__Exercise passage__
________

SCGM Bhd, a food and beverage (F&B) plastic packaging company believes the Covid-19 pandemic has permanently altered consumer lifestyle habits especially with regards to dining out.
Covid-19 has caused an surge in demand for food delivery and take away from eateries and along with its recently established personal protective equipment (PPE) business segment, SCGM is generally a net beneficiary of the pandemic.
“The transformation of food deliveries in the country amid the pandemic have provided well-needed convenience to the community, and will mostly likely stay relevant even in a post-pandemic era, ” SCGM’s managing director Datuk Seri Lee Hock Chai tells StarBizWeek.
SCGM, which recently saw a strong jump in earnings, thinks that this performance is sustainable moving forward based upon this assumption.
“Our gearing towards value-added customisable F&B packaging instead of standardised F&B packaging will also better cater to consumer needs and preference and will ensure revenue sustainability to the group, ” Lee said.
SCGM recently reported that its net profit for the third quarter ended Jan 31 almost doubled year-on-year (YOY) to RM8.1mil while revenue rose by 21.1% to RM62.53mil in the same period.
Basic earnings per share for the most recent quarter rose to 4.21 sen from 2.17 sen while net tangible assets was at 96.8 sen per share.
The group sees this upswing in demand sustaining and is planning to invest a further RM20mil in capital expenditure to expand its production capacity and customer base in its F&B packaging segment, which is still its core business.
It is expecting more demand growth to come from its export markets, Lee says.
“Our export sales have increased 11% to RM21.8mil YOY in the recent third quarter from RM19.6mil. Our current main export markets include Singapore, Australia, Philippines, Indonesia and New Zealand, ” he says.
“For export growth, we will continue to focus our efforts on larger overseas sales orders by up-selling and cross-selling our products to existing overseas clients. We will also strive to target other distributors and manufacturers in our existing export countries to expand our footprint in those markets, ” Lee adds.

________

__Your objective__
For the article on SCGM, decide whether each statement agrees with it, answering yes or no and quoting the words that decide it: (a) SCGM's net profit for the third quarter more than tripled year-on-year. (b) The group plans to spend another RM20mil on capital expenditure in its F&B packaging segment. (c) Japan is one of SCGM's current main export markets.

________

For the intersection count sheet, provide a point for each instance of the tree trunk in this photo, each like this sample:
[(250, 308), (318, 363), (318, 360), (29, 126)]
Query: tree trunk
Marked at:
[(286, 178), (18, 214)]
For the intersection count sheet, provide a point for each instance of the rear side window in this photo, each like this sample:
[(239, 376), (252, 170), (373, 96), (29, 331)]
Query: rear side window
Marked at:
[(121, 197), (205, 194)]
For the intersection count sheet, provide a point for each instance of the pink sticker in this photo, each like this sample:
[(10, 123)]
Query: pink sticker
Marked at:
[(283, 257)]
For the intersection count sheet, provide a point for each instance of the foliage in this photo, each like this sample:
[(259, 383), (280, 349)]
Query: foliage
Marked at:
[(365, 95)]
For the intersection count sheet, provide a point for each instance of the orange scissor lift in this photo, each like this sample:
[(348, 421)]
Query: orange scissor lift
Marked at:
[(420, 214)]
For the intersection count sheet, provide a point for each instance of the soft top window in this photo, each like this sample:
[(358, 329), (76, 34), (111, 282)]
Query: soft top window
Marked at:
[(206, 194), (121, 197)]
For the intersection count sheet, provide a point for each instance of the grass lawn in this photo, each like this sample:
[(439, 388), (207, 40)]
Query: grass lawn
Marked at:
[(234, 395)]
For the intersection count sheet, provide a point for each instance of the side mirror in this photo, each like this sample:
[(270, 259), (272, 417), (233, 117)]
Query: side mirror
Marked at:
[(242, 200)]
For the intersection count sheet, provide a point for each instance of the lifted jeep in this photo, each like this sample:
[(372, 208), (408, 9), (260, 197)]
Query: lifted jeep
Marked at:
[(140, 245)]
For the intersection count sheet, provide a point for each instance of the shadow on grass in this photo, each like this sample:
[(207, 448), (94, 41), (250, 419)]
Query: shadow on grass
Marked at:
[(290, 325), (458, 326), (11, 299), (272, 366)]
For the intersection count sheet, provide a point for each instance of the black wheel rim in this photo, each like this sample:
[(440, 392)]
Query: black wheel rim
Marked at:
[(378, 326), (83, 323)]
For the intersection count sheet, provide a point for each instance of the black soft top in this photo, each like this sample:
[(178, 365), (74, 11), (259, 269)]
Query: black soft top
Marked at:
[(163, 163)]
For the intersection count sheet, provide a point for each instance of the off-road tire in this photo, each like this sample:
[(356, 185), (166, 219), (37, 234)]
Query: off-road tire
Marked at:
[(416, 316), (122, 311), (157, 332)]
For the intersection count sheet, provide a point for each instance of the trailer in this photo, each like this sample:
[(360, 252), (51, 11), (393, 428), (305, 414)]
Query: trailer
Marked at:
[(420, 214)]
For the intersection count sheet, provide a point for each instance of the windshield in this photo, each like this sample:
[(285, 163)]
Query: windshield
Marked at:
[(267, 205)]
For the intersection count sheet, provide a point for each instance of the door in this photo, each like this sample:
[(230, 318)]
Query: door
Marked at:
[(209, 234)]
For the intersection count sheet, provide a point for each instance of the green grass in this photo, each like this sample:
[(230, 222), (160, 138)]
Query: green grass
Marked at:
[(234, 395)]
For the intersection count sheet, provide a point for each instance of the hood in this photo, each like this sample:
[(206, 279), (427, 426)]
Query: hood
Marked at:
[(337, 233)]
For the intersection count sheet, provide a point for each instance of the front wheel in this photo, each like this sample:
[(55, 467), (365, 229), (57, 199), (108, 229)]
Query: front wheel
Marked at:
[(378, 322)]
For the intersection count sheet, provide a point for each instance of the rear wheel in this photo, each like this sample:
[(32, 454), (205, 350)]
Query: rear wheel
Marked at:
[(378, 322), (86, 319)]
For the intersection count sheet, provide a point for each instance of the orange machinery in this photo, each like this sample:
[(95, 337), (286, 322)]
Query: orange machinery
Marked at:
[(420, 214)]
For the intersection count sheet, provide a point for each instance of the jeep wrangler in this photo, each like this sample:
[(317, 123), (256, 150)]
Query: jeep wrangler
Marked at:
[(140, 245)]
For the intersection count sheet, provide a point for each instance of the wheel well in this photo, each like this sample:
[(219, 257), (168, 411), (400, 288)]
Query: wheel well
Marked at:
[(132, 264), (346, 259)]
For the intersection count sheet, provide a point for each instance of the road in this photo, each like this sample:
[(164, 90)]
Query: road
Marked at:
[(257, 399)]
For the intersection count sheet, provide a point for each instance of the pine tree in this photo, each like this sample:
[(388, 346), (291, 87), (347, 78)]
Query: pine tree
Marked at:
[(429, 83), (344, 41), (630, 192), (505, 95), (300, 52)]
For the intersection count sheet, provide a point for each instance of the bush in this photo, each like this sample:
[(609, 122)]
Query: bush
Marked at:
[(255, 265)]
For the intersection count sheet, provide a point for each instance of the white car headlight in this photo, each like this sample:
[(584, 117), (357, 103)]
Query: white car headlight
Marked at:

________

__Answer__
(a) No: "almost doubled year-on-year (YOY) to RM8.1mil"
(b) Yes: "is planning to invest a further RM20mil in capital expenditure to expand its production capacity and customer base in its F&B packaging segment"
(c) No: "Our current main export markets include Singapore, Australia, Philippines, Indonesia and New Zealand"